● **WHAT TO WORK ON**:
(A) Transcribe the stretch of the flu season passage from "The prime flu" through "and Respiratory Diseases.".
(B) According to the flu season passage, about what share of doctor visits are for flu-like illnesses in non-flu months?
(C) Resume the flu season passage after its final sentence.

● **PROVIDED PASSAGE**:
....
Worse, the flu strains circulating in the United States this year, especially the N3N2 version, tend to cause more severe disease, he said.

The good news is that this year's flu vaccine is a 90% match for the circulating strains. "So we're particularly encouraging people who haven't been vaccinated to do it," he said.

The prime flu season is October through April. It usually peaks after the new year -- in January, February or later -- said Melinda Wharton, who directs the CDC's National Center for Immunization and Respiratory Diseases.

One sign the flu season has been launched: More than 2.2% of all visits to the doctor are for flu-like illnesses. In non-flu months, about 1% of doctor visits are for flu-like illnesses. The nation reached the 2.2% threshold last week, said Scott Epperson of the CDC's influenza division.

In some of the hardest-hit states in the South, as many as 4% of doctor visits were for flu-like illnesses.

"Elevated" levels of flu-like illnesses have already been found in five of the USA's 10 regions, according to the CDC's FluView survey.
....
● **DATASET**:
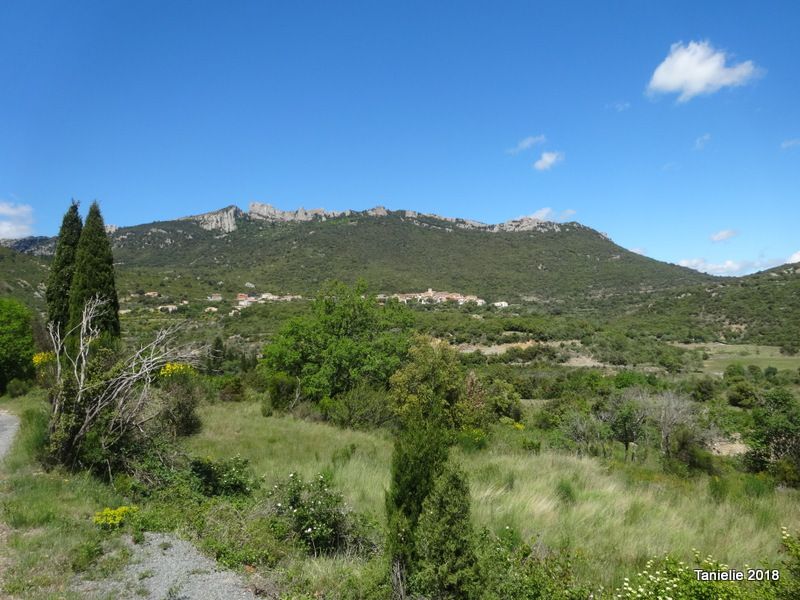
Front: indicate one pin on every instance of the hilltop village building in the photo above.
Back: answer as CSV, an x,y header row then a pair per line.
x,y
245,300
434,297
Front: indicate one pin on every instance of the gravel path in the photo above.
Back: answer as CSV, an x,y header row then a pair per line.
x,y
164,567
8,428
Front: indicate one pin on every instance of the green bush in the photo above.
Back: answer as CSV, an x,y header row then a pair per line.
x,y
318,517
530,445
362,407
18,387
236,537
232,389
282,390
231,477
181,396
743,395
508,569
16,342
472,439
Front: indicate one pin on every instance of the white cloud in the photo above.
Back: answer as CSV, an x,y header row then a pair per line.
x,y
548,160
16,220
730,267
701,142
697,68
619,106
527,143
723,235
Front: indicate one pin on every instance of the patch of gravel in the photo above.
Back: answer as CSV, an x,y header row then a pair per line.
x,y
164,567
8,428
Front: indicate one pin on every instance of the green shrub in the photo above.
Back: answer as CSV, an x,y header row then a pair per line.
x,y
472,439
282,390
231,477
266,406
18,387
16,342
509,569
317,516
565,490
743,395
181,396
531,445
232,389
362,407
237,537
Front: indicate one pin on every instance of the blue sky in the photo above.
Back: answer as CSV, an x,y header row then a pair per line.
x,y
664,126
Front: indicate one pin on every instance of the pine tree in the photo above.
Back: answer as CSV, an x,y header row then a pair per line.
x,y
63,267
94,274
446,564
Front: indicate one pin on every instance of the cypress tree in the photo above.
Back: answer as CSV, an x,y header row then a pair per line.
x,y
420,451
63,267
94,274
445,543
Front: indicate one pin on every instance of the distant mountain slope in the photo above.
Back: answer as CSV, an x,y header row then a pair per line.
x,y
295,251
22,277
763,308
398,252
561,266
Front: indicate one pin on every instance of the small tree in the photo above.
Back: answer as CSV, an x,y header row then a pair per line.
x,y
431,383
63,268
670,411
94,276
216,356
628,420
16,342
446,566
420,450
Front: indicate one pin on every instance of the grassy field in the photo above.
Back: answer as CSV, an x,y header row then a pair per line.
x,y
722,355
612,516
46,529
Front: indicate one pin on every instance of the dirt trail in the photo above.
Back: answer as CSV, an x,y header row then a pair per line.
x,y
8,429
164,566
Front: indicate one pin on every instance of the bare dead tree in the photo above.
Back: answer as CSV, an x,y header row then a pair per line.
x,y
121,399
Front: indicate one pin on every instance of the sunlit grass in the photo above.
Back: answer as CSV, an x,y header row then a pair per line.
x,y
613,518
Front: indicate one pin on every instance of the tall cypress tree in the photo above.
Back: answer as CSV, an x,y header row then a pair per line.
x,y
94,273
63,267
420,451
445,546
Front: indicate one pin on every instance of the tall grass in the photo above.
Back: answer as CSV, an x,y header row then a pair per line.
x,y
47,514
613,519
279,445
....
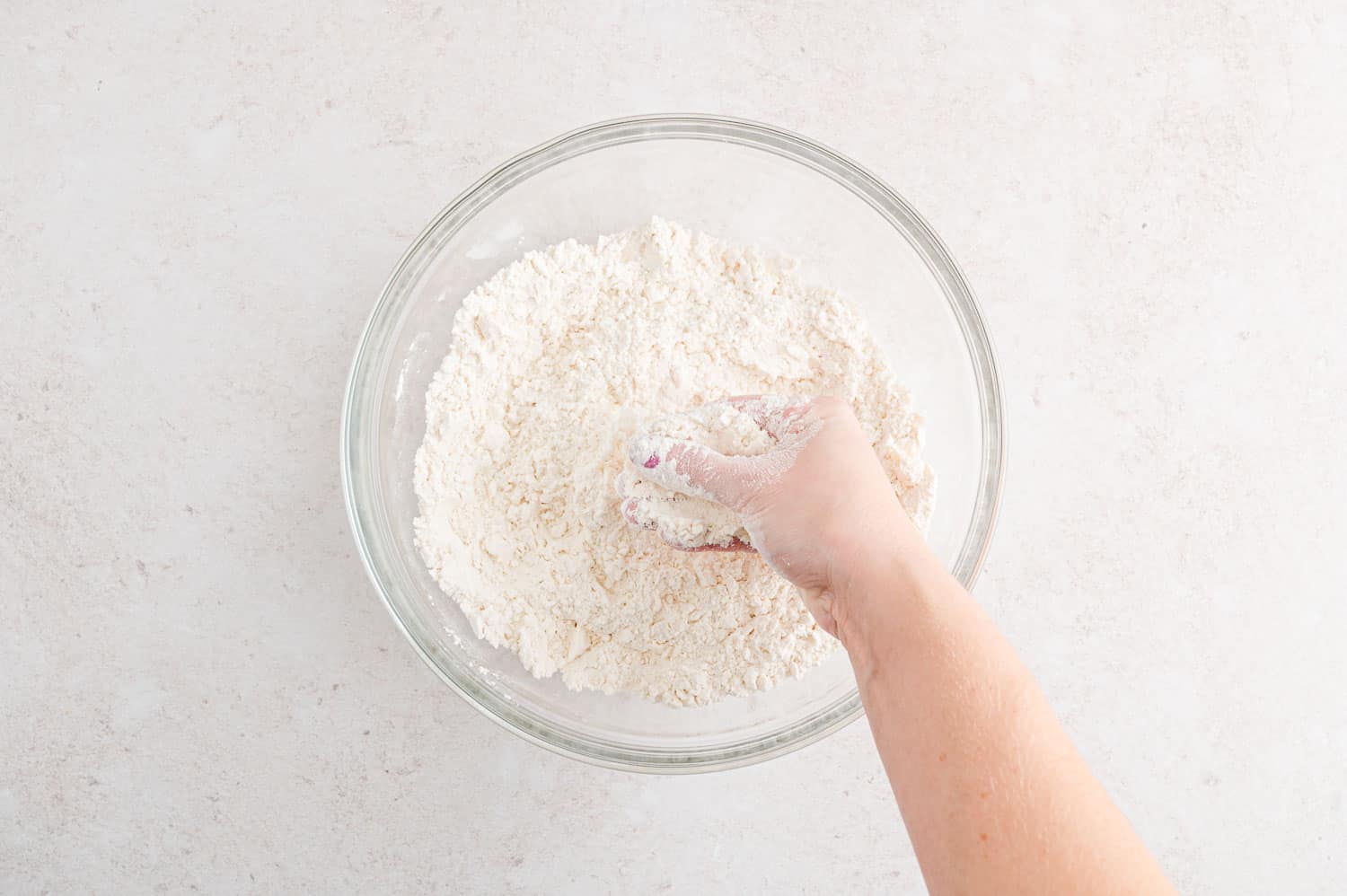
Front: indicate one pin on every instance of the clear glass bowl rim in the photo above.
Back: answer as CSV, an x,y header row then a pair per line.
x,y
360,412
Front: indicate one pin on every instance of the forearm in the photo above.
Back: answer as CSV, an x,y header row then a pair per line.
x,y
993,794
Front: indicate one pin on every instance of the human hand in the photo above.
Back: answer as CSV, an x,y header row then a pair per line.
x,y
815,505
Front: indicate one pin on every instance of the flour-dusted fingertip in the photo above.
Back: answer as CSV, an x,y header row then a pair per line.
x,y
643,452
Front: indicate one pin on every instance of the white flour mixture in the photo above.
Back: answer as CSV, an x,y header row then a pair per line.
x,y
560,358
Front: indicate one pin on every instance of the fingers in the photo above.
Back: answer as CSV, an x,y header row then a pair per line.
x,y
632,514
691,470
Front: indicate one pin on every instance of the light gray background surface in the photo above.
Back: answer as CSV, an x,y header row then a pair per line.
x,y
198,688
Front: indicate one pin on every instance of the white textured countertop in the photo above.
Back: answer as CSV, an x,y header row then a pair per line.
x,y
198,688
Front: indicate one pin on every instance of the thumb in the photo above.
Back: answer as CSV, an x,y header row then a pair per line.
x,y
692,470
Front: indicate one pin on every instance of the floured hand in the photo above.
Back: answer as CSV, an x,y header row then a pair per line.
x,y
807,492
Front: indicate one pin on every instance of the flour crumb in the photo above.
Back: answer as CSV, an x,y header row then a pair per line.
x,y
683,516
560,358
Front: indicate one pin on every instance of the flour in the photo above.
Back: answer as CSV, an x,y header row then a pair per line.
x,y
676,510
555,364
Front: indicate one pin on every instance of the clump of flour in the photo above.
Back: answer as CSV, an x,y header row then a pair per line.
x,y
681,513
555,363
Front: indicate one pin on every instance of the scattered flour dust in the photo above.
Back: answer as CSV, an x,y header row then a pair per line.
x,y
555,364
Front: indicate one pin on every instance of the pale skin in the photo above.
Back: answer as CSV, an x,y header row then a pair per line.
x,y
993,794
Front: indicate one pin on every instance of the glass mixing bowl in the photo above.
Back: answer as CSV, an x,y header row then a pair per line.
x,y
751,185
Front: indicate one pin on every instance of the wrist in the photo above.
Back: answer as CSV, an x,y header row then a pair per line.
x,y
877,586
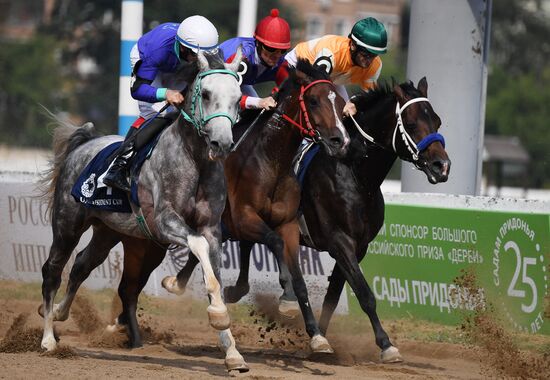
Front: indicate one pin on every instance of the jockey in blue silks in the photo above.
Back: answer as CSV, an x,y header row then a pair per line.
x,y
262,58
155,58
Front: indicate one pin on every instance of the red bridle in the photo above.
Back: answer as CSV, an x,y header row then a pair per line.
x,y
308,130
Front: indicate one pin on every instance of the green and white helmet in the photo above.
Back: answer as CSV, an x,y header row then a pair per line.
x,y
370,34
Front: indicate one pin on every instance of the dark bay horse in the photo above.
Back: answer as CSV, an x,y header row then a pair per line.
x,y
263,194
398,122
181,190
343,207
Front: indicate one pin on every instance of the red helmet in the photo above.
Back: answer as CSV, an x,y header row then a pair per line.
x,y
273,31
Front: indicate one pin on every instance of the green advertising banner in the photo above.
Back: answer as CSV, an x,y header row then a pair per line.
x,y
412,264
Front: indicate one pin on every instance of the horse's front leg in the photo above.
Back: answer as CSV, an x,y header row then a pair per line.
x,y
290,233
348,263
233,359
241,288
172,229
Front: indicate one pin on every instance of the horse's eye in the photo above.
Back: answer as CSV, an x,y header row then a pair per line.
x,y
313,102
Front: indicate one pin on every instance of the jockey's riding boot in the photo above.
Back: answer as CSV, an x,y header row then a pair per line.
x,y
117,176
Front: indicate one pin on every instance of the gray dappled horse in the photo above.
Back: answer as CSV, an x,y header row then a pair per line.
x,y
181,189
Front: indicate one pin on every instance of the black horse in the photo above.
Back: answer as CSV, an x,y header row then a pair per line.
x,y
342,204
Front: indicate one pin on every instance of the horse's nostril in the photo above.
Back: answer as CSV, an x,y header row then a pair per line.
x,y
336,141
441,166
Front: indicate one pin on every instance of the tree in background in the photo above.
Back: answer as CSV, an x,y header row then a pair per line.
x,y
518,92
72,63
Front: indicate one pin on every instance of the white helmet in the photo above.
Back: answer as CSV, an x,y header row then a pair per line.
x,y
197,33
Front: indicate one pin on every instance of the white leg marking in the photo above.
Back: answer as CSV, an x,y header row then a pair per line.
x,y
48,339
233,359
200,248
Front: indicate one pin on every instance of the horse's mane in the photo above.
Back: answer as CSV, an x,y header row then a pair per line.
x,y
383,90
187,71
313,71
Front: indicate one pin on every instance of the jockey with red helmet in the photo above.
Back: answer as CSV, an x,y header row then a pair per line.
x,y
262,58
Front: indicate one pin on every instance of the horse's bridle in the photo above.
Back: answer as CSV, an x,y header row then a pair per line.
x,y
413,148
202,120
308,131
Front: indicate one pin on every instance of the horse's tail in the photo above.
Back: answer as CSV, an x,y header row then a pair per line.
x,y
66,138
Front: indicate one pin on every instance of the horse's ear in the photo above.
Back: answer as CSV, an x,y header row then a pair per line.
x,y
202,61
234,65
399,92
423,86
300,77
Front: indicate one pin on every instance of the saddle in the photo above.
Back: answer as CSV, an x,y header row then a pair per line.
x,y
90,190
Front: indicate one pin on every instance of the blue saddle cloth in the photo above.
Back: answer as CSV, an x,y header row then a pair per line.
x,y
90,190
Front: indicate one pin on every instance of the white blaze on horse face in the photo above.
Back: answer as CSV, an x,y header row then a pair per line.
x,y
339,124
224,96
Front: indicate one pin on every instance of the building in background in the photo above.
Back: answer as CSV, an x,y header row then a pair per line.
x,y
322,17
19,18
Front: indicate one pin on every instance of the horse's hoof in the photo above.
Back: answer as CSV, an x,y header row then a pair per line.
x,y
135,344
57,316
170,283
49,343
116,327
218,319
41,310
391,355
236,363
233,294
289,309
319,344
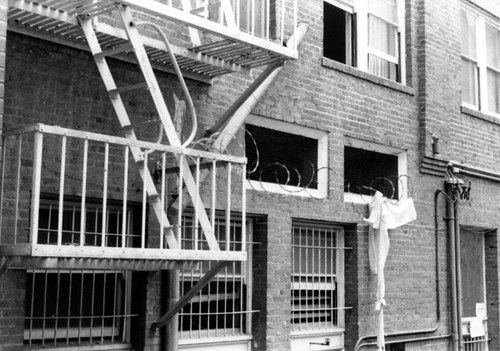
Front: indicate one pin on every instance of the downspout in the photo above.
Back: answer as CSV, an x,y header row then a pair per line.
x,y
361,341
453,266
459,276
....
● **ANSWERS TO THE TASKS**:
(A)
The prime flu season is October through April. It usually peaks after the new year -- in January, February or later -- said Melinda Wharton, who directs the CDC's National Center for Immunization and Respiratory Diseases.

(B) About 1%.

(C)
Alabama, Louisiana, Mississippi, Tennessee and Texas experienced high flu numbers, the CDC said. Much of the Midwest also has elevated numbers.

No special reason for those areas, Wharton said: "Weather is sometimes a possibility, but I think the relationship isn't clear."

Nationally, the percentage of respiratory tests found to be positive for the flu virus during the week ending Nov. 24, the latest report, rose to 15.2% -- higher than usual for this time of year, the CDC said.

A CDC survey found that 6.3% of all people who died that week had the flu or pneumonia -- below what the CDC considers an epidemic rate of 6.7%. No children died that week; there have been two pediatric flu deaths this season.

So far, 112 million Americans have been vaccinated.

Frieden said that expected production of 135 million doses of vaccine means there shouldn not be any shortages.